[Stated exercise 1]
Answer these questions from the passage on China's partnerships abroad, one per line:
(a) What official status do South Korea and several European states hold with China?
(b) Where has China taken part in antipiracy missions?
(c) What three things does China generally avoid?
[Stated exercise 2] Reproduce word for word the stretch of the passage on China's partnerships abroad from "But China’s partnership" through "the stakes escalate.".

[Excerpted passage]
__________
For Beijing, this ambiguity is a strength. The elasticity of its partnership system allows China to deepen relationships when interests align and scale back when risks or costs increase. Even as Beijing has prioritized closer alignment with Russia and its partners in the global South, it continues to cultivate ties with U.S.-aligned middle powers in Europe and Northeast Asia. South Korea and several European states are officially “strategic partners,” reflecting their importance to China. Engaging these countries allows Beijing to blunt the sharper edges of American competition while maintaining access to advanced markets and technologies.
Beyond bilateral ties, Beijing has relied on multilateral coalitions to broaden its influence. Groupings such as the SCO, the BRICS—a ten-country bloc named for its first five members, Brazil, Russia, India, China, and South Africa—and an array of Chinese-led regional forums provide platforms on which Beijing can shape global agendas, coordinate diplomatic positions on international issues, and amplify its voice at relatively low cost.
For years, China’s leaders avoided direct security engagements abroad, relying instead on economic and diplomatic tools to build influence. But as China expanded its global presence, and its citizens and investments spread across every region, this minimalist posture began to shift. Over the past decade, China has expanded its participation in UN peacekeeping operations, participated in antipiracy missions in the Gulf of Aden, and evacuated its citizens and foreign nationals from conflict zones. Joint military exercises and law enforcement with members of the SCO and the Association of Southeast Asian Nations, often framed around counterterrorism, maritime security, or humanitarian assistance, have allowed Beijing to deepen security ties with its partners without formal commitments.
STAYING ON THE SIDELINES
For many of China’s partners, particularly developing countries and authoritarian governments overlooked or kept at arm’s length by the United States and its allies, Beijing offers valuable diplomatic attention, economic opportunity, and international legitimacy.
But China’s partnership model is defined as much by what it withholds as by what it provides—and nowhere is this more apparent than in moments of acute crisis. Chinese leaders have long viewed the burdens of American global leadership—especially the United States’ role as a security guarantor—as causes of overextension and decline. China generally avoids mutual defense pacts, security guarantees, or binding obligations. It instead offers a narrower package: economic engagement, diplomatic backing, and selective security cooperation while keeping its distance when the stakes escalate.
__________
[Information provided]
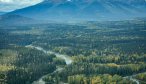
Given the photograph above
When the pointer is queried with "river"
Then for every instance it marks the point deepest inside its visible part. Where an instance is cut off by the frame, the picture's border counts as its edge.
(67, 59)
__________
[Full output 1]
(a) They are officially "strategic partners."
(b) In the Gulf of Aden.
(c) Mutual defense pacts, security guarantees, and binding obligations.

[Full output 2]
But China’s partnership model is defined as much by what it withholds as by what it provides—and nowhere is this more apparent than in moments of acute crisis. Chinese leaders have long viewed the burdens of American global leadership—especially the United States’ role as a security guarantor—as causes of overextension and decline. China generally avoids mutual defense pacts, security guarantees, or binding obligations. It instead offers a narrower package: economic engagement, diplomatic backing, and selective security cooperation while keeping its distance when the stakes escalate.